>> BEGIN
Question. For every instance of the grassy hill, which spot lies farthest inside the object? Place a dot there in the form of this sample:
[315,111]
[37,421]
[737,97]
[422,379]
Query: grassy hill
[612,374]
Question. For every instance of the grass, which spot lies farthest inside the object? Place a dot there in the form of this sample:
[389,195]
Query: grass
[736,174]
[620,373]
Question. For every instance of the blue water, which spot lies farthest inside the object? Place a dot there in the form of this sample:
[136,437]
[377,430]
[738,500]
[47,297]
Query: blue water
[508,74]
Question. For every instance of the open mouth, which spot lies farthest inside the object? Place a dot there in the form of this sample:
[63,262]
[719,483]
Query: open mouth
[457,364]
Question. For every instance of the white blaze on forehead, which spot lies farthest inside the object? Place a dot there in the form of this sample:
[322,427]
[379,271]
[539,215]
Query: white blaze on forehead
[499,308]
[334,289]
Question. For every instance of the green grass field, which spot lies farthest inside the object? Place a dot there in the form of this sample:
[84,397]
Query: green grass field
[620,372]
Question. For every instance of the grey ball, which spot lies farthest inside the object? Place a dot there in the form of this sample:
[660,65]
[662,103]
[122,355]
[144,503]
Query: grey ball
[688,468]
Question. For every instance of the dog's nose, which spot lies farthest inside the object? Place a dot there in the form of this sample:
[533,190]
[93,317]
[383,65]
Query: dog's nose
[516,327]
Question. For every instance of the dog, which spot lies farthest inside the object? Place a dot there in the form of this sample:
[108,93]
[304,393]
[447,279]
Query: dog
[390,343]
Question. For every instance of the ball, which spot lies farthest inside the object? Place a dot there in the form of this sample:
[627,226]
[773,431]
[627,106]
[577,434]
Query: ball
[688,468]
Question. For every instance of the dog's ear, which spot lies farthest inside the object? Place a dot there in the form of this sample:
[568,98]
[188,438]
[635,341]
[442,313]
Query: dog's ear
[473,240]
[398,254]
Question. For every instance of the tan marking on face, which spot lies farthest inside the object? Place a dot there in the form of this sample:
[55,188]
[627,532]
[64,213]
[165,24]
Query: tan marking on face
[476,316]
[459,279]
>> END
→ **WRITTEN INSTRUCTION**
Rewrite the records from the line with "Question. For every instance of the dog's nose, which" through the end, keeping every line. Add 62 to each coordinate of the answer points only, and leave the sample points unchanged.

→ **RESPONSE**
Question. For every instance of the dog's nose, which spot lies farthest inside the object? Place a dot there in the form of this sample:
[533,190]
[93,317]
[383,65]
Query: dog's nose
[578,389]
Question. For every instance of the dog, which spot lies farthest inside the object? Place a dot there in the form of this sample:
[108,93]
[304,393]
[447,279]
Query: dog
[452,405]
Question. For every instance of the ball, which spot lies farthest inside the object? Place a dot there in the form of this sample:
[627,226]
[773,431]
[627,106]
[577,434]
Query: ball
[750,530]
Question. For every instance of the dog's ear, which spot lies farthest inside the object? Place a dot there in the form of this sample:
[568,98]
[188,438]
[635,341]
[442,313]
Query: dog's ear
[535,302]
[460,316]
Question. For every instance of the tan marking on face, which spot lies farthest inside the object? Place a dot there in the form of this sample:
[55,188]
[627,532]
[64,213]
[165,24]
Query: tan marking on face
[538,378]
[521,341]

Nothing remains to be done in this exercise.